Convert the data below, starting with the line containing "Label each wooden" and going on through the line containing "[671,407,775,509]", into a two-column CSV with the headers label_request and boxes. Give one row per request, with its text and its answer each in a single quoted field and any line breaks replaced by spaces.
===== Dataset records
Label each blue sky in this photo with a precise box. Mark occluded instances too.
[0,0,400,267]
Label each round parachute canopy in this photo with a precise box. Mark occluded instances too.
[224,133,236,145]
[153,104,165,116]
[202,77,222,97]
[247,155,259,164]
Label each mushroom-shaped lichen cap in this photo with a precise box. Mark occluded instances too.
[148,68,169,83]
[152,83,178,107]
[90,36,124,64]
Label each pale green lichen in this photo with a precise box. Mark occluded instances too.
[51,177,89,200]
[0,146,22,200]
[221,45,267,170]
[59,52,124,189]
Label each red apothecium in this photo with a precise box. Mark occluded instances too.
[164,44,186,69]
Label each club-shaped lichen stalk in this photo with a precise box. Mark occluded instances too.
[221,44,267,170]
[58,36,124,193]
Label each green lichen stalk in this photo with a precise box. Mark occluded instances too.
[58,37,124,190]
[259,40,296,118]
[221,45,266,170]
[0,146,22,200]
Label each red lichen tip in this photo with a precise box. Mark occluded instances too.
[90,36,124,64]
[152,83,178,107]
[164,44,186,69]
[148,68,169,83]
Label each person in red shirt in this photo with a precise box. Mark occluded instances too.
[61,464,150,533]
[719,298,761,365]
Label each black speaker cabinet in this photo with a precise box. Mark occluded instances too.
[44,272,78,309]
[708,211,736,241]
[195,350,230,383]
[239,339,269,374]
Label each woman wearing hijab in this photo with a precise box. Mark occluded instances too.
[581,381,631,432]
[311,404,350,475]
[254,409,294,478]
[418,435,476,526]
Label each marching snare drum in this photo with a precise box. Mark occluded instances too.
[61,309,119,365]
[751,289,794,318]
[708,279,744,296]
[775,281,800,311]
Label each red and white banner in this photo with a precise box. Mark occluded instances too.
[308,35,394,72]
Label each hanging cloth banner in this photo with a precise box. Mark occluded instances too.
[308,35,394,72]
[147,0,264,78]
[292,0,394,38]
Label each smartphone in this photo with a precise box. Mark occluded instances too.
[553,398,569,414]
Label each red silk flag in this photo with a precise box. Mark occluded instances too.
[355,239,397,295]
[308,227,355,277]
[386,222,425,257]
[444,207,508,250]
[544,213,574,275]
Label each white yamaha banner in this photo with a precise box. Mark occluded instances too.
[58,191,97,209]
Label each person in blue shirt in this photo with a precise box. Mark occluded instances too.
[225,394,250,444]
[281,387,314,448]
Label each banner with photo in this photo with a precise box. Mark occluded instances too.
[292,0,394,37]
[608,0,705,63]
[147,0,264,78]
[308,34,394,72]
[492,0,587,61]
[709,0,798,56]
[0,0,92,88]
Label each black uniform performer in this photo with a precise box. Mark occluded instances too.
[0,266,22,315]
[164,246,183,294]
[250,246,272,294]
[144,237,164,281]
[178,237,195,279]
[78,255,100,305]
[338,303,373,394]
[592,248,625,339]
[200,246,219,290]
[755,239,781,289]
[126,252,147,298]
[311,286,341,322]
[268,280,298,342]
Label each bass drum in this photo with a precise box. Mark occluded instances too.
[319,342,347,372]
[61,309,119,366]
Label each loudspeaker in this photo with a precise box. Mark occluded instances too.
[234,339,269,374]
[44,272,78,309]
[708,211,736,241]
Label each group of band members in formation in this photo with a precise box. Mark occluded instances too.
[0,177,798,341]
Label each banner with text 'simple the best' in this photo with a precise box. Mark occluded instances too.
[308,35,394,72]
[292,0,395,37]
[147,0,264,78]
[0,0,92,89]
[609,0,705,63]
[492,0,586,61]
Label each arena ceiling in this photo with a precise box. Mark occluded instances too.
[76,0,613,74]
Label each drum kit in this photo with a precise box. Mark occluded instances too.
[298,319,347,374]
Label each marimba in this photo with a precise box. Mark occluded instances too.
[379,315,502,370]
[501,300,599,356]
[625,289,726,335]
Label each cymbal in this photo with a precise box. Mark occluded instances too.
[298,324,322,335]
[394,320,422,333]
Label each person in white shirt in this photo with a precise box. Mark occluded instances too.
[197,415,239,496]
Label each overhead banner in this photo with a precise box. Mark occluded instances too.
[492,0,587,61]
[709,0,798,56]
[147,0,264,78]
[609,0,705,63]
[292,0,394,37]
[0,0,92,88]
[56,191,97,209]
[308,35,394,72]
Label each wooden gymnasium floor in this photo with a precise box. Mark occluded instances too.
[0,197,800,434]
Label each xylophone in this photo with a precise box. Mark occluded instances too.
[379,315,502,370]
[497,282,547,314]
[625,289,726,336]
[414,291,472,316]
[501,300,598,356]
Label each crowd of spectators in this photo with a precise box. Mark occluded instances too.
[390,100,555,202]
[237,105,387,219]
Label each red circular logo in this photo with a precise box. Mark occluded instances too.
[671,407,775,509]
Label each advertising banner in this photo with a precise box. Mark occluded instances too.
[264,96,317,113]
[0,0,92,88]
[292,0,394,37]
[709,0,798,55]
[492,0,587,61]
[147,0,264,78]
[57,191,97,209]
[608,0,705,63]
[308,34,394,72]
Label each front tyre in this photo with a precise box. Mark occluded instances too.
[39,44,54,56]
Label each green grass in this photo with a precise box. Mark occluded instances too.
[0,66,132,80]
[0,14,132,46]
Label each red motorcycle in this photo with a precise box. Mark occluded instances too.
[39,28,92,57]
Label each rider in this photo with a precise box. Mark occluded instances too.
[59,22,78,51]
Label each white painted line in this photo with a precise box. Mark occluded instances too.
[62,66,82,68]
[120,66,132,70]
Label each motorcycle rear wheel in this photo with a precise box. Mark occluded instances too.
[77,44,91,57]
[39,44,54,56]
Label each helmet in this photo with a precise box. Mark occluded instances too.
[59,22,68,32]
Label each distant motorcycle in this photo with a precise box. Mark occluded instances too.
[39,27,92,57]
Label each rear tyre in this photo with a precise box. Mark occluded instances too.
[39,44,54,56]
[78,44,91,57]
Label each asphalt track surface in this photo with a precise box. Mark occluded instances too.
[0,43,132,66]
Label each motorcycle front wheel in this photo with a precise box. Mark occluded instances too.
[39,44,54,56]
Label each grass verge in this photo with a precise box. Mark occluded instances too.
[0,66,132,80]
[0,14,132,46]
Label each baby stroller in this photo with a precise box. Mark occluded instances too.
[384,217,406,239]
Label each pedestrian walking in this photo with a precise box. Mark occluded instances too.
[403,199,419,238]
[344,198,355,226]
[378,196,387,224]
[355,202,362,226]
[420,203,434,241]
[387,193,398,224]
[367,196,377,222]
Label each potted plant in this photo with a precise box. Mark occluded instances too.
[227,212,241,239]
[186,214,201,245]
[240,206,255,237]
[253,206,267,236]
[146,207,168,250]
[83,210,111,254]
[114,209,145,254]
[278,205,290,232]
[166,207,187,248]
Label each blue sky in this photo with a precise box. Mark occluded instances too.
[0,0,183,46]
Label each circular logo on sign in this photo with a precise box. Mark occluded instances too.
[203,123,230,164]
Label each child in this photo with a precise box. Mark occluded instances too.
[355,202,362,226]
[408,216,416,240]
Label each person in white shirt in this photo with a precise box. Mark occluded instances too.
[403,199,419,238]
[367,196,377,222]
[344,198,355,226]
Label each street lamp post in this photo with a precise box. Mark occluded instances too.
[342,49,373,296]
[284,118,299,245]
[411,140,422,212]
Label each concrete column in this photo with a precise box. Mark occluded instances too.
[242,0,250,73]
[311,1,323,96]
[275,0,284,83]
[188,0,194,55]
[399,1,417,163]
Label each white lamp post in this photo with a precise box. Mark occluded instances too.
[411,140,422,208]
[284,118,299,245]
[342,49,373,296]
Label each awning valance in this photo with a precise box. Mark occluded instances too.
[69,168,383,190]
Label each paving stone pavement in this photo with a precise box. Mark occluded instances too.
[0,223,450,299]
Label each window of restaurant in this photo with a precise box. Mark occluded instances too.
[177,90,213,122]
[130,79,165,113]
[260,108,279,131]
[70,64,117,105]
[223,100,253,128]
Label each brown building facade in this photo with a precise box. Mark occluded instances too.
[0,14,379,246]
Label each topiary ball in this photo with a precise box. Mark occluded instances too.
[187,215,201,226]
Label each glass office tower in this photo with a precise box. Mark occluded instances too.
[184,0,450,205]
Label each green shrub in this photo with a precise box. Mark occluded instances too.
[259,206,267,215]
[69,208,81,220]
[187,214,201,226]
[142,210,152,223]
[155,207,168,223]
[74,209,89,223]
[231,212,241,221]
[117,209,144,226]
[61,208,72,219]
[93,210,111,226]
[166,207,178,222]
==========
Solution to the problem:
label_request,boxes
"Label each wooden gymnasium floor in this photo with a precise box. Mark occluded instances too.","[0,197,800,434]"
"Label each xylophone in this photo with a precise box. Mark occluded instances too.","[379,315,502,370] [497,282,547,314] [625,289,726,336] [414,291,472,316] [501,300,598,356]"
"Label each crowd of spectators in this photo with a precise box. Mark occluded instances too.","[390,100,555,202] [237,105,387,219]"
"Label each red circular logo in this photo with a precise box. Mark occluded instances too.","[671,407,775,509]"